Exercise goal -> Could you give the entries back exactly as they stand, minus any pictures?
=== Section Start ===
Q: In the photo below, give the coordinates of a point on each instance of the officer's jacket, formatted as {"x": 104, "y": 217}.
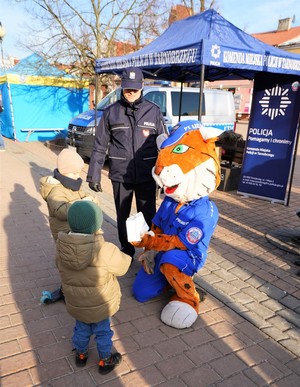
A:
{"x": 128, "y": 131}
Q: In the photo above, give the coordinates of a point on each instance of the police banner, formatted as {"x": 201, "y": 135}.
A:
{"x": 271, "y": 137}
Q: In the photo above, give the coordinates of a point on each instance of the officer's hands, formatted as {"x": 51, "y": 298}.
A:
{"x": 95, "y": 187}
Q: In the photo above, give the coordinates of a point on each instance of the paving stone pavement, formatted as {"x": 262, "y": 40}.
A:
{"x": 247, "y": 333}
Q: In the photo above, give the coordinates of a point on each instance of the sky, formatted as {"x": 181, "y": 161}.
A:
{"x": 249, "y": 15}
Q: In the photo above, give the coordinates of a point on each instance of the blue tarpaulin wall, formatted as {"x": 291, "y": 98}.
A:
{"x": 35, "y": 96}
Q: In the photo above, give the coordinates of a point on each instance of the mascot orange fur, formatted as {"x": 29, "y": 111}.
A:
{"x": 188, "y": 170}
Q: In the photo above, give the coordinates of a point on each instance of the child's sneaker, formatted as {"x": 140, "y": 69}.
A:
{"x": 108, "y": 364}
{"x": 81, "y": 359}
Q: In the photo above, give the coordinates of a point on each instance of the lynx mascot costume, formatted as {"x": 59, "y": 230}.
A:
{"x": 188, "y": 170}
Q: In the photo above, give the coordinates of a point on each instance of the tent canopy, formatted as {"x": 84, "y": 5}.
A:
{"x": 204, "y": 39}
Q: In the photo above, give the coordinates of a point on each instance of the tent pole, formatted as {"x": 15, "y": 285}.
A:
{"x": 201, "y": 91}
{"x": 287, "y": 200}
{"x": 96, "y": 99}
{"x": 12, "y": 112}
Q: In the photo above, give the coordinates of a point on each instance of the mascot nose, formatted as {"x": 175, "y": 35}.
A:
{"x": 158, "y": 169}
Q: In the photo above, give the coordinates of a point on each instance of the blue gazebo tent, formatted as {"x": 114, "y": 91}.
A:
{"x": 204, "y": 45}
{"x": 39, "y": 100}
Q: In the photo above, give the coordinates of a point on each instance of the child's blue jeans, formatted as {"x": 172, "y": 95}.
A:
{"x": 103, "y": 337}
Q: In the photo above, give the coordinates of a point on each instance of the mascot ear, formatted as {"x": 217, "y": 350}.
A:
{"x": 160, "y": 139}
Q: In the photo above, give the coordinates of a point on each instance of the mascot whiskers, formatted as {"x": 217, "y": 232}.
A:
{"x": 188, "y": 170}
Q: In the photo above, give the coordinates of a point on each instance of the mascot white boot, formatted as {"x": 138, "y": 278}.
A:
{"x": 188, "y": 170}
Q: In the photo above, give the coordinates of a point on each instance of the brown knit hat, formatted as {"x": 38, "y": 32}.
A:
{"x": 69, "y": 161}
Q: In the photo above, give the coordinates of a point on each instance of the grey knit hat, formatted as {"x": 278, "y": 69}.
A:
{"x": 85, "y": 217}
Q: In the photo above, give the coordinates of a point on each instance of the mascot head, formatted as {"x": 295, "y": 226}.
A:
{"x": 187, "y": 167}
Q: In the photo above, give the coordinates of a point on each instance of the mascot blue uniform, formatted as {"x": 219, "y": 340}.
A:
{"x": 188, "y": 170}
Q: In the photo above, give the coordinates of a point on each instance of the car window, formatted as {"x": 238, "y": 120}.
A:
{"x": 189, "y": 105}
{"x": 158, "y": 97}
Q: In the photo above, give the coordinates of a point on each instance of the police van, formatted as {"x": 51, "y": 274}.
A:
{"x": 217, "y": 110}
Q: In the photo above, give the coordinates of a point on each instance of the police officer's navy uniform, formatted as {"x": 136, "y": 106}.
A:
{"x": 129, "y": 131}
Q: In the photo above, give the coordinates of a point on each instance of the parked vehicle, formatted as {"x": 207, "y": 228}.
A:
{"x": 217, "y": 110}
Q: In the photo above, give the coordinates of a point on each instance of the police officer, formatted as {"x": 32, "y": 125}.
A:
{"x": 128, "y": 129}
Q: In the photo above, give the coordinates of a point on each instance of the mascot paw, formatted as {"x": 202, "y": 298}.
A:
{"x": 178, "y": 315}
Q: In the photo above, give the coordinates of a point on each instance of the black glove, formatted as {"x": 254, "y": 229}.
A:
{"x": 95, "y": 187}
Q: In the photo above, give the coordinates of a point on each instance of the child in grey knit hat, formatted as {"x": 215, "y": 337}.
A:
{"x": 88, "y": 266}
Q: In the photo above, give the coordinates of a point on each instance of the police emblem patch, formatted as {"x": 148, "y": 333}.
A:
{"x": 193, "y": 235}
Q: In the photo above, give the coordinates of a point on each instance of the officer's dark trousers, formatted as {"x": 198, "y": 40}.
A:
{"x": 145, "y": 196}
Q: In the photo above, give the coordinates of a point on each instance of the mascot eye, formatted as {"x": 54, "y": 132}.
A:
{"x": 181, "y": 148}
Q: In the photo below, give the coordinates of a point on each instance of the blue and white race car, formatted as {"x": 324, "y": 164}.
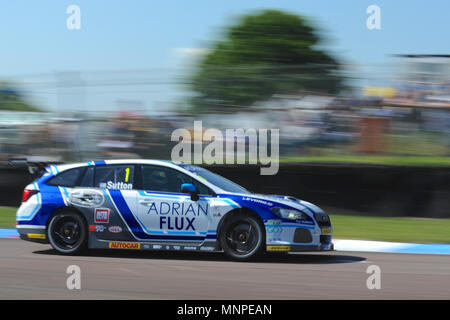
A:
{"x": 161, "y": 205}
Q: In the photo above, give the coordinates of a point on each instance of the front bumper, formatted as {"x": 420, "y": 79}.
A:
{"x": 33, "y": 234}
{"x": 299, "y": 248}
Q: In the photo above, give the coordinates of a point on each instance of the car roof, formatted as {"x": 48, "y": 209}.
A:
{"x": 55, "y": 169}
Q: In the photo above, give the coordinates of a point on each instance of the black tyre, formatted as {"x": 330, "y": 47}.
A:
{"x": 67, "y": 233}
{"x": 242, "y": 237}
=== Section End ===
Response to the exercise ->
Q: In the photo below, give the coordinates of a point on each instance of the officer's jacket, formatted as {"x": 104, "y": 217}.
A:
{"x": 128, "y": 131}
Q: In the photo above, give the coordinates of a point on each instance of the police banner, formatted as {"x": 201, "y": 135}.
A:
{"x": 271, "y": 137}
Q: In the photo above, give the coordinates of a point on each instance of the officer's hands, formatted as {"x": 51, "y": 298}.
A:
{"x": 95, "y": 187}
Q: In the photo above, give the coordinates of a point on each instance of the paving stone pavement, formatted as {"x": 262, "y": 40}.
A:
{"x": 247, "y": 333}
Q: In the photo above, give the coordinates of a point on each instance of the sky, formatted as {"x": 181, "y": 161}.
A:
{"x": 249, "y": 15}
Q: In the photo above, give the coordinates of a point on each instance of the blue tarpaulin wall, formatted as {"x": 291, "y": 98}.
A:
{"x": 35, "y": 96}
Q: In the photo above, give the coordinates of a point on each instance of the mascot orange fur, formatted as {"x": 29, "y": 111}.
A:
{"x": 188, "y": 170}
Q: In the photo above, give the coordinates of a point on each instance of the child's sneaker, formatted as {"x": 140, "y": 69}.
A:
{"x": 108, "y": 364}
{"x": 81, "y": 359}
Q: In the photo above, give the coordinates of a point on each instance of the lynx mascot costume, formatted as {"x": 59, "y": 230}.
A:
{"x": 188, "y": 170}
Q: In the photo above, give the coordinates of a point on each instance of the tent canopy, formatted as {"x": 84, "y": 5}.
A:
{"x": 204, "y": 39}
Q: In the photo above, give the coordinates of a point on each instance of the tent pole, formatted as {"x": 15, "y": 285}.
A:
{"x": 201, "y": 91}
{"x": 287, "y": 200}
{"x": 96, "y": 99}
{"x": 12, "y": 112}
Q: In the photo above, give the coordinates of a point on each instance of the mascot nose, formatted as {"x": 175, "y": 35}.
A:
{"x": 158, "y": 169}
Q: In the photo above, give the coordinates of a point on each instance of the blue gazebo tent, formatted as {"x": 114, "y": 91}.
A:
{"x": 204, "y": 45}
{"x": 39, "y": 100}
Q: In the photo above, give the coordinates of a point on each instance of the child's blue jeans, formatted as {"x": 172, "y": 95}.
A:
{"x": 103, "y": 337}
Q: In the photo above, give the coordinates of a point on each instance of the mascot ear, formatted as {"x": 217, "y": 350}.
A:
{"x": 160, "y": 139}
Q: In the photo above, give the coordinates of a point on each instance of the mascot whiskers, formatted as {"x": 217, "y": 232}.
A:
{"x": 188, "y": 170}
Q: In the photo above, give the coordinates of a point on each instance of the mascot white boot, formatted as {"x": 138, "y": 278}.
A:
{"x": 188, "y": 170}
Q: In the photo above, give the coordinates of a point on each instance of the brown knit hat, formatted as {"x": 38, "y": 32}.
A:
{"x": 69, "y": 161}
Q: In the photo above, give the coordinates of a point on each instance of the grey knit hat, formatted as {"x": 278, "y": 69}.
A:
{"x": 85, "y": 217}
Q: In the photo above, give the coordinates of a point on each instance of the mascot head, formatted as {"x": 295, "y": 226}.
A:
{"x": 187, "y": 167}
Q: In the photo above, give the coordinates of a point on each instance of the mascot blue uniform, formatted as {"x": 219, "y": 340}.
A:
{"x": 188, "y": 170}
Q: In the photo above, give the coordinates of a point on each instance of the car window, formatted as {"x": 238, "y": 120}.
A:
{"x": 189, "y": 105}
{"x": 158, "y": 97}
Q: In the photo above, give the coordinates of a point on each instance of the police van, formatted as {"x": 51, "y": 274}.
A:
{"x": 217, "y": 110}
Q: In the photo above, give the coordinates of a point on each instance of the police officer's navy uniform, formatted as {"x": 136, "y": 106}.
A:
{"x": 129, "y": 131}
Q: In the photo above, give the coordinates of a point on each instance of the parked vehicle, formatted as {"x": 207, "y": 228}.
A:
{"x": 217, "y": 110}
Q: In the photo above, give the coordinates of a point on each instance of the police officer, formatted as {"x": 32, "y": 125}.
A:
{"x": 128, "y": 129}
Q: In the photo above, give the coordinates of a point on each instance of the mascot paw, formatted as {"x": 202, "y": 298}.
A:
{"x": 178, "y": 315}
Q: In the photo above, give the coordinates of a point on each instance of the black glove, formatted as {"x": 254, "y": 229}.
A:
{"x": 95, "y": 187}
Q: In the photo above, give the coordinates of a point on each instance of the child in grey knit hat, formatted as {"x": 215, "y": 337}.
A:
{"x": 88, "y": 266}
Q: In the photo above, give the coordinates of a point on each instance of the police emblem patch, formatted as {"x": 148, "y": 333}.
A:
{"x": 193, "y": 235}
Q: In the photo above, give the coordinates of a point on each instance of the officer's dark trousers, formatted as {"x": 198, "y": 40}.
A:
{"x": 145, "y": 196}
Q: In the photo above, give the coordinates of a point on each instance of the mascot eye, formatted as {"x": 54, "y": 132}.
A:
{"x": 181, "y": 148}
Q: In the photo below, give the coordinates of a point on each instance of the blue and white race car, formatted as {"x": 324, "y": 164}.
A:
{"x": 161, "y": 205}
Q: In the photo above, give the coordinates of a point on each instance of the front bumper, formatted as {"x": 420, "y": 79}.
A:
{"x": 33, "y": 234}
{"x": 299, "y": 248}
Q: In the photo above, give the coordinates of a point on each instance of the car roof, formatted as {"x": 48, "y": 209}.
A:
{"x": 55, "y": 169}
Q: In the photo above, give the coordinates of a point on each instance of the black tyre, formatted as {"x": 330, "y": 47}.
A:
{"x": 67, "y": 233}
{"x": 242, "y": 237}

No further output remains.